Supplied passage

Browser Automation★★★★★5/5

PlaywrightMCP

Microsoft's Playwright MCP server lets AI assistants control browsers through structured accessibility data instead of screenshots. This means no vision model overhead — the LLM sees a structured tree of interactive elements and can click, type, scroll, and extract with precision. At 27k+ stars, it's one of the most adopted MCP servers. Supports Chrome, Firefox, WebKit, and Edge. Runs headless for automation or headed for manual auth steps. The CLI mode provides token-efficient workflows for coding agents. One-command Claude Code setup: claude mcp add playwright npx @playwright/mcp@latest

Pros

  • + Official Microsoft project with 27k+ stars
  • + No vision model needed — uses structured accessibility tree
  • + Supports Chrome, Firefox, WebKit, and Edge
  • + Headless and headed modes with persistent browser profiles
  • + One-command Claude Code setup

Cons

  • - Accessibility snapshots miss some visual-only elements (canvas, complex SVGs)
  • - Requires Node.js 18+
  • - Headed mode needed for manual OAuth flows

How We Use It

Two main use cases. First, smoke testing the nxsi.io site after deploys — Claude navigates the live site, checks that the nav renders correctly, verifies product pages load with pricing, confirms the analytics beacon fires on page load. It catches regressions that a static build check misses, like a broken client component or a hydration error that only shows in the browser. Second, competitive research for the content pipeline. When the Ideas Scout workflow identifies a trending topic, Playwright grabs the full rendered page from competitor articles — not just the RSS excerpt. Some sites lazy-load content or render it client-side, so a simple HTTP fetch returns an empty shell. Playwright sees what a real browser sees.

Given records
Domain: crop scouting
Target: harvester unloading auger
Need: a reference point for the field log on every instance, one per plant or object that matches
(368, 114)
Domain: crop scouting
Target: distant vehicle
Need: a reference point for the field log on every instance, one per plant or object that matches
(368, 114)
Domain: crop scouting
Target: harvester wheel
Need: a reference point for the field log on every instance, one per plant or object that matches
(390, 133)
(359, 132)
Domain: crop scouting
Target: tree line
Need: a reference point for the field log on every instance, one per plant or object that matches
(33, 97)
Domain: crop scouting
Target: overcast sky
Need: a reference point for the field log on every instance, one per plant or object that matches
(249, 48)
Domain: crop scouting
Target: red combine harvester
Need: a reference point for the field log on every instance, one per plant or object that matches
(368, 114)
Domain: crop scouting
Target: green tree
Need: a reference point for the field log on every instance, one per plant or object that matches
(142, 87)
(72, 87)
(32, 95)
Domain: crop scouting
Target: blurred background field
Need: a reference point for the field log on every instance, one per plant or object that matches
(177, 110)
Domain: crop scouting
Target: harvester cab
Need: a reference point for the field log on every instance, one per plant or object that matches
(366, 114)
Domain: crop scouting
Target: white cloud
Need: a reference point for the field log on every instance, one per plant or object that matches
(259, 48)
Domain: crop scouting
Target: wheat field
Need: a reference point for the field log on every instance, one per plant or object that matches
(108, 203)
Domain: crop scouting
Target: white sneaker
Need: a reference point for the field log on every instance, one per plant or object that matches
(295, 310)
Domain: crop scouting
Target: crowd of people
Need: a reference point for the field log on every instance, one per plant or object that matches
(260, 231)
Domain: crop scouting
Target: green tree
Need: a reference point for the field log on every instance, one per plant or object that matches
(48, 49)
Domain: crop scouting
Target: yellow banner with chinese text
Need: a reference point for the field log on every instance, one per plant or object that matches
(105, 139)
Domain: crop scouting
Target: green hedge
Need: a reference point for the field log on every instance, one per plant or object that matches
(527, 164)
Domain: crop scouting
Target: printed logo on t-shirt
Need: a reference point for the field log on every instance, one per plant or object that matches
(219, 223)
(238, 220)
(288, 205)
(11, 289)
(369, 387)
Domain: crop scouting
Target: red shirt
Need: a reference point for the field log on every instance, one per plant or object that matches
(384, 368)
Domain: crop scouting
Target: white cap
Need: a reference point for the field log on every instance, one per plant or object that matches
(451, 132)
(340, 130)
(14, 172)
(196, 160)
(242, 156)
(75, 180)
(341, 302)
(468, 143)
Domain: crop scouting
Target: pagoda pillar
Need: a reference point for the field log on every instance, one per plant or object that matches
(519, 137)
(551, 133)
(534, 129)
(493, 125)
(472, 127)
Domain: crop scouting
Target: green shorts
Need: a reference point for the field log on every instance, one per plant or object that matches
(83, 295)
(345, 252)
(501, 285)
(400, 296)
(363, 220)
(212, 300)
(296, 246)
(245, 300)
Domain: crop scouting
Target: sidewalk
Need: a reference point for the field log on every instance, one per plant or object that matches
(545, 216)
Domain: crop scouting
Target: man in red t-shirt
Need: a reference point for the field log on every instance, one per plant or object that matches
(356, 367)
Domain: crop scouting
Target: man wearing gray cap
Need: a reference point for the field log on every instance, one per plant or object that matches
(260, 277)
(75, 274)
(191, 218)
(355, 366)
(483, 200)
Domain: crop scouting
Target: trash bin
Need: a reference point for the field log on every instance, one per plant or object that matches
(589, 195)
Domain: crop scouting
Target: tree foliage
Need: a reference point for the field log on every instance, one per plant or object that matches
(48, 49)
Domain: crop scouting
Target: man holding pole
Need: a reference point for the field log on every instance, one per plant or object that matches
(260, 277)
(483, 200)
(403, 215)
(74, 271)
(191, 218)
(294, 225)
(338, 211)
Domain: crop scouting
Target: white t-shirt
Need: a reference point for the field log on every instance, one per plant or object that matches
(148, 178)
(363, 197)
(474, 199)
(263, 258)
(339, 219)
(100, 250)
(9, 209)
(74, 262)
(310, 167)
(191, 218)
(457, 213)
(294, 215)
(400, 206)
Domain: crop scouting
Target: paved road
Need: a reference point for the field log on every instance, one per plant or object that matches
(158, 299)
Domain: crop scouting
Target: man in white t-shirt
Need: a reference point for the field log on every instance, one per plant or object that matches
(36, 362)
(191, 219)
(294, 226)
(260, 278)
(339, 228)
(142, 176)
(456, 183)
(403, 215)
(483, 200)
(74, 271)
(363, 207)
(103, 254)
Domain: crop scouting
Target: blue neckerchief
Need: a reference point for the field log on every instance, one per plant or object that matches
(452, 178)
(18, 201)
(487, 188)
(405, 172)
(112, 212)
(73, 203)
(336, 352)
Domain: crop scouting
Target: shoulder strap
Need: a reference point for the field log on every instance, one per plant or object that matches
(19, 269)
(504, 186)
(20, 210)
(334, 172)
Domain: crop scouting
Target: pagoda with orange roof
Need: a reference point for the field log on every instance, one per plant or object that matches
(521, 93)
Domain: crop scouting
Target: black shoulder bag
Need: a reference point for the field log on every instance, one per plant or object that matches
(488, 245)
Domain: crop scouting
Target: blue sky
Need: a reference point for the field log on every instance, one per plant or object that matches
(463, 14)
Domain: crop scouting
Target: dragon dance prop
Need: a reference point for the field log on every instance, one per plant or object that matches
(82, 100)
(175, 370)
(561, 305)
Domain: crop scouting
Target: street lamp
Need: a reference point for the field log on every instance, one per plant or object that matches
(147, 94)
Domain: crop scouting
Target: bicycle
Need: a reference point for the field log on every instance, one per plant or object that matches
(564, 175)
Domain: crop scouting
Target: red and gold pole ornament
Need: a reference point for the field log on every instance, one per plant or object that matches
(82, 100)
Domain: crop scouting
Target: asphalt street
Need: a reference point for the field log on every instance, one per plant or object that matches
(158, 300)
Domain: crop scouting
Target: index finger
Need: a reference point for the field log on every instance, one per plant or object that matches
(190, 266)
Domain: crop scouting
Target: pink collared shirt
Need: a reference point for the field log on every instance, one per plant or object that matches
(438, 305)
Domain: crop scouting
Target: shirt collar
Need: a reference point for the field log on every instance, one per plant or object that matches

What the task asks
Reproduce the portion of the Playwright MCP review that starts at "Two main use" and ends at "real browser sees.", word for word.

Exercise result
Two main use cases. First, smoke testing the nxsi.io site after deploys — Claude navigates the live site, checks that the nav renders correctly, verifies product pages load with pricing, confirms the analytics beacon fires on page load. It catches regressions that a static build check misses, like a broken client component or a hydration error that only shows in the browser. Second, competitive research for the content pipeline. When the Ideas Scout workflow identifies a trending topic, Playwright grabs the full rendered page from competitor articles — not just the RSS excerpt. Some sites lazy-load content or render it client-side, so a simple HTTP fetch returns an empty shell. Playwright sees what a real browser sees.